Entries from a point annotation set
★ ★ ★ ★ ★ ★ ★
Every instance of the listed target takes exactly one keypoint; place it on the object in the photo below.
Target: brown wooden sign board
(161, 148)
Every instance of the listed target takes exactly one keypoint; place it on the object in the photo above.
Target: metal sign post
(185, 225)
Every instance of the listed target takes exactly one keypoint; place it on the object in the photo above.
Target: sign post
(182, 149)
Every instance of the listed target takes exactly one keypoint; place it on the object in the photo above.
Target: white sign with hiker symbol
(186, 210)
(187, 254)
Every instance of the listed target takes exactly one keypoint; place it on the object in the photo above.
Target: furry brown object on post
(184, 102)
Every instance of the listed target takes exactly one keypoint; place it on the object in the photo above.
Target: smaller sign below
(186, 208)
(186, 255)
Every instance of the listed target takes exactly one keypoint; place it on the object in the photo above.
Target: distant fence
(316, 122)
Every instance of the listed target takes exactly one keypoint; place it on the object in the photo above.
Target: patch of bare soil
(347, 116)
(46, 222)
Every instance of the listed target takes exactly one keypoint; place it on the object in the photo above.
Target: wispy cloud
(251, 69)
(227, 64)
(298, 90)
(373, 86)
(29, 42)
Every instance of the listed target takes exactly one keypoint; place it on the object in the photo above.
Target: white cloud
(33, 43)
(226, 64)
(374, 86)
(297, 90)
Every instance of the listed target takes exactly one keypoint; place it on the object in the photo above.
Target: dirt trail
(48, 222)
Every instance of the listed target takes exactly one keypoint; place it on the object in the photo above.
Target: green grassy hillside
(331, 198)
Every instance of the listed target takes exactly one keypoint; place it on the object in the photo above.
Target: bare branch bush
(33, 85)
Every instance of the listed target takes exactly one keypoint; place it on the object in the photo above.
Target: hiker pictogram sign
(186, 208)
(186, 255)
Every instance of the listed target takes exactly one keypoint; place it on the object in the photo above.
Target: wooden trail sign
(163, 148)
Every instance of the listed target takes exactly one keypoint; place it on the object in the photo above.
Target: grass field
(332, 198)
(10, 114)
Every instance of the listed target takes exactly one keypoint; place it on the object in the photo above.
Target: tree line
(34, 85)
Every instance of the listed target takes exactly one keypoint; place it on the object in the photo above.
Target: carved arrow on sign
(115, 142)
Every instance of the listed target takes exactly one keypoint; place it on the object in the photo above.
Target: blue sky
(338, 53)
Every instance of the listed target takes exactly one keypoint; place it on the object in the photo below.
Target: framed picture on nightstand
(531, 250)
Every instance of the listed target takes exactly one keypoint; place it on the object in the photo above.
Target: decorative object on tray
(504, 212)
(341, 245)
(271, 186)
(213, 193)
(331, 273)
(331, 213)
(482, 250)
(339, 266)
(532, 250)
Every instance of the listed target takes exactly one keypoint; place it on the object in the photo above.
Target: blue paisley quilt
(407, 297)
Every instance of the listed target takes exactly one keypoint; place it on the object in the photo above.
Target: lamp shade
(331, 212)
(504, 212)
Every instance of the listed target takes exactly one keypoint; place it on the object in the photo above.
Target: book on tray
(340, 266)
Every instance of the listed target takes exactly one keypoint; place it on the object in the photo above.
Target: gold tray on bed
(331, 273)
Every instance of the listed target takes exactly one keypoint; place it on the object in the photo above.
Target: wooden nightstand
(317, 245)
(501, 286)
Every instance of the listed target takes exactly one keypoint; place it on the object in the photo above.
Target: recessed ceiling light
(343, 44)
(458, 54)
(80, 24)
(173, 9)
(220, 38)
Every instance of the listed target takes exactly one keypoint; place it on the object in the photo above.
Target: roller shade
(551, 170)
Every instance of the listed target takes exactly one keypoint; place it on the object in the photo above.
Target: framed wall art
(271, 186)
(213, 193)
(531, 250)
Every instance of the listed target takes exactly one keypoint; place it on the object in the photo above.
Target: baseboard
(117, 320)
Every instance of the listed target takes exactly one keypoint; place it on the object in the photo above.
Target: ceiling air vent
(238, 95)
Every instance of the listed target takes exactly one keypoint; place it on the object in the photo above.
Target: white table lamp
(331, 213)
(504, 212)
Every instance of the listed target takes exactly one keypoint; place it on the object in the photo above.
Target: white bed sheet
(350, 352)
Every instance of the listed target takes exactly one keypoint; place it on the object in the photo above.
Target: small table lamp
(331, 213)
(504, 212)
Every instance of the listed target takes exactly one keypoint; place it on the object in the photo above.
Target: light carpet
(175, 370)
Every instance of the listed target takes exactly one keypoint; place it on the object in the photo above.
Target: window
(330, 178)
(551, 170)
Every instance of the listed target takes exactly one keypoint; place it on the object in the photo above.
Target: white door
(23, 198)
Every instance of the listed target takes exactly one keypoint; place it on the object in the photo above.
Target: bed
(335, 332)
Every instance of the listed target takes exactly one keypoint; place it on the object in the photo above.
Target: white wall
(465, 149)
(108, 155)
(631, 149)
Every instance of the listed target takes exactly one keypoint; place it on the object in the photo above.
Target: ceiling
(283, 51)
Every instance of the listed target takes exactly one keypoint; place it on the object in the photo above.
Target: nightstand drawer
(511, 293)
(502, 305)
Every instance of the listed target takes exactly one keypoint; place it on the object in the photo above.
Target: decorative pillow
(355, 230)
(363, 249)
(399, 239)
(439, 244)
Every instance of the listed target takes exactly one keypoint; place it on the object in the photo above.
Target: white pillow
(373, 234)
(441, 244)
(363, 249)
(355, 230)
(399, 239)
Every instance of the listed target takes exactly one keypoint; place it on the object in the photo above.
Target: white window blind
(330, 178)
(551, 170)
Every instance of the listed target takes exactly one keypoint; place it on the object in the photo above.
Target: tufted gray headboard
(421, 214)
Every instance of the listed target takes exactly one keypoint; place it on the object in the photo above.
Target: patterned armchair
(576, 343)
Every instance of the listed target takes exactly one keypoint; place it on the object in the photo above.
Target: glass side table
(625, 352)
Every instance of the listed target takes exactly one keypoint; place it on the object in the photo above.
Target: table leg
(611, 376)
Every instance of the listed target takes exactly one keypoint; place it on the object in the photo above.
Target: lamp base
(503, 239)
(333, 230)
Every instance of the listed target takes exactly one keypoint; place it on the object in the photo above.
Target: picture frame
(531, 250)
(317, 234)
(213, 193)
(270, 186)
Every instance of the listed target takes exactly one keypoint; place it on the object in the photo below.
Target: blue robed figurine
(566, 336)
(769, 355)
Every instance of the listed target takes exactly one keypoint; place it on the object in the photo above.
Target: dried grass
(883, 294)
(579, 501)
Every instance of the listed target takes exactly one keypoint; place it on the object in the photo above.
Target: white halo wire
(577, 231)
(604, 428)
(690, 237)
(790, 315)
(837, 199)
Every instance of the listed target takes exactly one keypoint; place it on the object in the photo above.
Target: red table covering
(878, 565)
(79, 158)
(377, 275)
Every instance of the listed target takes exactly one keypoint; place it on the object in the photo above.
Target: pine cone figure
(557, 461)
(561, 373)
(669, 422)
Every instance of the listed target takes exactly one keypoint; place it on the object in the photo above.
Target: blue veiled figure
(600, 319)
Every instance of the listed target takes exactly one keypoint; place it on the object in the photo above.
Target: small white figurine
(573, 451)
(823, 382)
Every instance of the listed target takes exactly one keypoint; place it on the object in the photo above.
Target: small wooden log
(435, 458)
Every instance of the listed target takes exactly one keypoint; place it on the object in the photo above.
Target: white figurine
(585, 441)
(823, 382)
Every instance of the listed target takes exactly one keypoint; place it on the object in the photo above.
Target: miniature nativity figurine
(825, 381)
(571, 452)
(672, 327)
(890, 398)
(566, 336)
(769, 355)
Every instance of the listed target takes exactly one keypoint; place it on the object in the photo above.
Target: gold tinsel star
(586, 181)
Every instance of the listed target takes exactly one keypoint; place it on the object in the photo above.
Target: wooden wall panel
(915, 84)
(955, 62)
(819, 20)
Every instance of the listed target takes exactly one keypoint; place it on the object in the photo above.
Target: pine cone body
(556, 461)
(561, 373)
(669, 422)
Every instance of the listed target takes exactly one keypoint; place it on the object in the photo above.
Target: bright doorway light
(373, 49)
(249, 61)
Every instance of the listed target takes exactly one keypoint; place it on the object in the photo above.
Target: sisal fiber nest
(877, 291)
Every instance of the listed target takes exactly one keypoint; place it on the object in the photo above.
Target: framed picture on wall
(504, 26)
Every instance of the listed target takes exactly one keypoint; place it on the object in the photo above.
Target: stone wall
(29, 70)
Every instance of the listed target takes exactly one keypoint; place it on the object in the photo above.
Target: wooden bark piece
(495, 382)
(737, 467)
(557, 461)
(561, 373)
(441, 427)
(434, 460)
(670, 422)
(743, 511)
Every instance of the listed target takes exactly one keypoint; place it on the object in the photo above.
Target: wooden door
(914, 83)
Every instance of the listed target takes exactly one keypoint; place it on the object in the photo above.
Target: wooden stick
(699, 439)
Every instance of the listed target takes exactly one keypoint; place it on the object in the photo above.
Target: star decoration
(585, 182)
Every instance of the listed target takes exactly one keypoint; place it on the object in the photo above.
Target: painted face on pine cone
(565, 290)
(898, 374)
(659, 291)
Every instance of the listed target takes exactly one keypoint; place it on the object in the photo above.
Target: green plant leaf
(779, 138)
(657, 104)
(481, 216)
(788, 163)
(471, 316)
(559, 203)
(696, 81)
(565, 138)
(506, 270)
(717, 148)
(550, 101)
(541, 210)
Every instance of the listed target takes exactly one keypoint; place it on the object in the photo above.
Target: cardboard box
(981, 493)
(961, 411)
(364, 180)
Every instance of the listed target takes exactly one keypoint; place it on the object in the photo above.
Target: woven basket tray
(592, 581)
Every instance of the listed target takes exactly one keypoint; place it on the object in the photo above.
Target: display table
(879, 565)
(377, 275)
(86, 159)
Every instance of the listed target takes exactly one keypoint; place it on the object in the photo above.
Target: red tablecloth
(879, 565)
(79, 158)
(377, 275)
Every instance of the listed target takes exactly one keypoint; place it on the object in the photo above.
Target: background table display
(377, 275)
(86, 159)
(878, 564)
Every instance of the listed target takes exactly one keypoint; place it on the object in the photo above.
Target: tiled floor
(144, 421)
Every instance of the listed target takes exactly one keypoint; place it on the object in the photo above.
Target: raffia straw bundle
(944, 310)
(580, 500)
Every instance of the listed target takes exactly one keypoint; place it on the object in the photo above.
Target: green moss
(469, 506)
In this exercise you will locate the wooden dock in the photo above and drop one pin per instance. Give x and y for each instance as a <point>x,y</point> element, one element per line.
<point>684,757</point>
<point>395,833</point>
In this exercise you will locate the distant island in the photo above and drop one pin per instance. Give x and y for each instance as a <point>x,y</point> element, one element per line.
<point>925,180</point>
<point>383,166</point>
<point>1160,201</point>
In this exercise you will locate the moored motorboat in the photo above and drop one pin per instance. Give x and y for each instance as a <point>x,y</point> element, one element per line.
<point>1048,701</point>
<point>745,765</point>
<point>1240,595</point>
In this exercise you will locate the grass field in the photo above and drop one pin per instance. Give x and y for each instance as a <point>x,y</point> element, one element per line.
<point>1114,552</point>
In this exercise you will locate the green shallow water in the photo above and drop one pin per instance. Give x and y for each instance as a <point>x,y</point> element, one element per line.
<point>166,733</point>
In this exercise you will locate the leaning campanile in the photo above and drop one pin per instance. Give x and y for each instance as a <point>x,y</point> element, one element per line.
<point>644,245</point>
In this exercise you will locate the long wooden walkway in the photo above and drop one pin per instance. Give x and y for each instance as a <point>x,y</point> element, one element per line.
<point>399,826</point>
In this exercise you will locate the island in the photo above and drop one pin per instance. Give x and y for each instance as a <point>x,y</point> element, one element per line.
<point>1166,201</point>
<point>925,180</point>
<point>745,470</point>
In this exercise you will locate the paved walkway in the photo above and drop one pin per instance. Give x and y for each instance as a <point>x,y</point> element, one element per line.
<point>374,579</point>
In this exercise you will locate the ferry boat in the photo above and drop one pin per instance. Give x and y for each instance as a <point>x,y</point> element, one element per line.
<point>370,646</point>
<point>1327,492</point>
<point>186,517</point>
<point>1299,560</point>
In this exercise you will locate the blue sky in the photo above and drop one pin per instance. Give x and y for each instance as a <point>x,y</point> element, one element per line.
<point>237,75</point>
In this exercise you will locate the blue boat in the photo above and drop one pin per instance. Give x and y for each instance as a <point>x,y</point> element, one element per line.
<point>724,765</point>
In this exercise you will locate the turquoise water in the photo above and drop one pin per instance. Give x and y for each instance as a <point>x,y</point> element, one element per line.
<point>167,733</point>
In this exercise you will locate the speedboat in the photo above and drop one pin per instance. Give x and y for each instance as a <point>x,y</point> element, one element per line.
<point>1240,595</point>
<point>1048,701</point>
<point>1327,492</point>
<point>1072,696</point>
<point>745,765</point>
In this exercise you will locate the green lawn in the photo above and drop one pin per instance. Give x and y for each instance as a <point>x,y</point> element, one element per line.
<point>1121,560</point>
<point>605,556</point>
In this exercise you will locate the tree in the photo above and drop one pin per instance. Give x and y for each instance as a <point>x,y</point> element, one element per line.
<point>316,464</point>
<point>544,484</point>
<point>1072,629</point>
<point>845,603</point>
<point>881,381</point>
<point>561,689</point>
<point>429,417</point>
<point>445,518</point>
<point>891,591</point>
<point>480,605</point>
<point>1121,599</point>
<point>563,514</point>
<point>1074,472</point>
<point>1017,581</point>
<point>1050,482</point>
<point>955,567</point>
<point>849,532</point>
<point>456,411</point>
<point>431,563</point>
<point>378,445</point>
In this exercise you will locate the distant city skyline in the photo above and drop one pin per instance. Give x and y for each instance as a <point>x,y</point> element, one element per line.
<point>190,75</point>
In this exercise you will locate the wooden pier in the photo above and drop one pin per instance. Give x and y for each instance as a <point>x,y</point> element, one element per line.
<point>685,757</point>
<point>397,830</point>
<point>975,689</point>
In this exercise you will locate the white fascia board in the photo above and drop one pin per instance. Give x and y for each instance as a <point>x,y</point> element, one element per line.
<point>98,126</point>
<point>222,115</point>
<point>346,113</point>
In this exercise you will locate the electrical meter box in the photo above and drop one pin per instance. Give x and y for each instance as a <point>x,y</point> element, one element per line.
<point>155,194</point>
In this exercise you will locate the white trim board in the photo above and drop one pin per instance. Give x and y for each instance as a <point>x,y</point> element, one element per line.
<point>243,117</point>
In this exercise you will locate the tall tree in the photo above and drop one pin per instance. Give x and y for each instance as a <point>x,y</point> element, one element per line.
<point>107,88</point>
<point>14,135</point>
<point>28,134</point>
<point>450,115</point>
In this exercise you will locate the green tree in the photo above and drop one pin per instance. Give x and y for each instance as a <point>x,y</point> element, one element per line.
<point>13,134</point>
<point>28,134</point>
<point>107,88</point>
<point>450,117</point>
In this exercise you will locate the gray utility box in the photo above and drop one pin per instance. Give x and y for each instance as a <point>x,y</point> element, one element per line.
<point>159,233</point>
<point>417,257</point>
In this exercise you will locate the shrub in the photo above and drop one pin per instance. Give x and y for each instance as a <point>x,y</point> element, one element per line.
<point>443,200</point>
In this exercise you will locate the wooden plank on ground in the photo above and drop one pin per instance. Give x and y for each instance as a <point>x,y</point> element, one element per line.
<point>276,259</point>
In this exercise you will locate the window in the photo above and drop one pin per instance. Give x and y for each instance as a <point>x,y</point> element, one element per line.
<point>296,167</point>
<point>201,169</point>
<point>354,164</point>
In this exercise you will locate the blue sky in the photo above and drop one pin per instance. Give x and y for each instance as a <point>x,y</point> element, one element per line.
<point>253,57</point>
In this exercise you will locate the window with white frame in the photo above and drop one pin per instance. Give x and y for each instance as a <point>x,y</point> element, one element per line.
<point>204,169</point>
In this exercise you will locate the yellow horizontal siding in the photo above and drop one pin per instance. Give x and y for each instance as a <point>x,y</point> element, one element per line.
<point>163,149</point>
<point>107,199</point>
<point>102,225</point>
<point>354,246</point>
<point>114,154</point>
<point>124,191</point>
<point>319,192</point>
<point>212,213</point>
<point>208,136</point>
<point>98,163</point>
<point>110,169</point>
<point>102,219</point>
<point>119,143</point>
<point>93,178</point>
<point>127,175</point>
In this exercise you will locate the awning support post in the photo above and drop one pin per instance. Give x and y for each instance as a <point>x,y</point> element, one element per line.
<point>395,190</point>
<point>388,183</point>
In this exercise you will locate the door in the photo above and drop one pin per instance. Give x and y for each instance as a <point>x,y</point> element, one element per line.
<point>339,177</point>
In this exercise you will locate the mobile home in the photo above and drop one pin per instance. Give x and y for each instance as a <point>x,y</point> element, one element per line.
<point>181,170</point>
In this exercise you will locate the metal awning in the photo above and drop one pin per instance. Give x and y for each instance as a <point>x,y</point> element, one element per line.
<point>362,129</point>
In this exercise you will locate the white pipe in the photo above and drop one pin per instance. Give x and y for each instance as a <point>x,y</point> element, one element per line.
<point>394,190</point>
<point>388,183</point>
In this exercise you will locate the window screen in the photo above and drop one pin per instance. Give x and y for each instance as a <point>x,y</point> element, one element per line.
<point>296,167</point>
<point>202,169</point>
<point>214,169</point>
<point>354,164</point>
★ ★ ★ ★ ★ ★ ★
Goal
Lay out the entries from the line containing "In this exercise you will locate the window in" through the line containing "<point>204,169</point>" as a two-column CSV with the headers text and answer, one row per entry. Put each entry's text and its answer in a single quoted field, turning line breaks into spaces.

Complete output
text,answer
"In this exercise you will locate the window in the photo above and drop one pin per instance. Give x and y for each instance as a <point>x,y</point> element, one element per line.","<point>296,167</point> <point>201,169</point> <point>354,164</point>"
"In this exercise you will locate the blue sky in the photo above and drop one pin per instance. Give x and y for each instance as a <point>x,y</point> element, one element per line.","<point>253,57</point>"
"In this exercise you will locate the window with white frame in the photo above and drop one pin per instance. Give x and y for each instance as a <point>x,y</point> element, one element per line.","<point>204,169</point>"